What you will do: Duplicate every one of the rows below line for line, without any change, and omit the pictures from your copy.

=== Material provided ===

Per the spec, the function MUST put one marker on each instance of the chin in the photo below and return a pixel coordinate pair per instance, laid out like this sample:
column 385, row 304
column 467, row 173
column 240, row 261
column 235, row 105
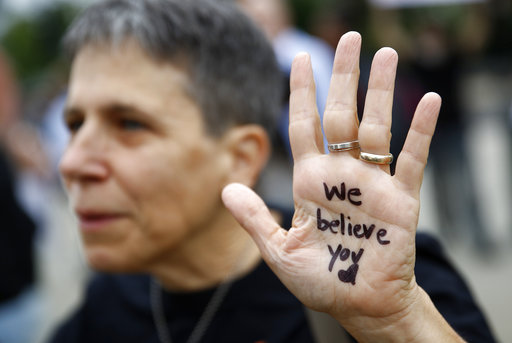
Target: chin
column 106, row 261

===

Exercise response:
Per the spec, the function MUST put one marker on each instance of the chin in the photo below and return a pixel coordinate pair per instance, laid out like this sample:
column 385, row 304
column 467, row 173
column 240, row 261
column 235, row 105
Target: chin
column 106, row 261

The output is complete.